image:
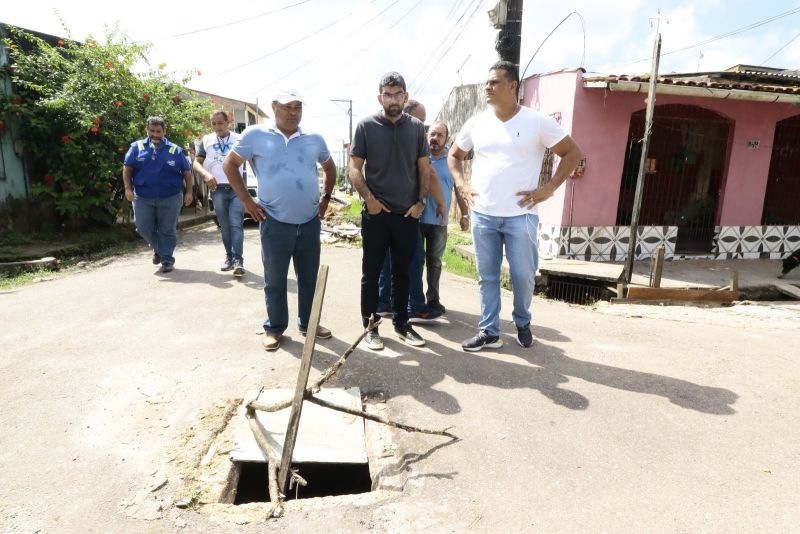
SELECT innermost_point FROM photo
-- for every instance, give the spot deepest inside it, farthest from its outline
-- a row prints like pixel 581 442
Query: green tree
pixel 79 106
···
• Task details:
Render the records above as a two-column CSV with columns named request and answer, one row per record, placing each record's text and its answer in separate double-quoted fields with line breaks replaced by spaces. Omit the pictures.

• Task solution:
request,answer
"image: SELECT innermost_point FROM photo -- for every instance, give the spot deepest inside it, farthest from its outline -- a row prints like pixel 581 442 Query: green tree","pixel 79 106"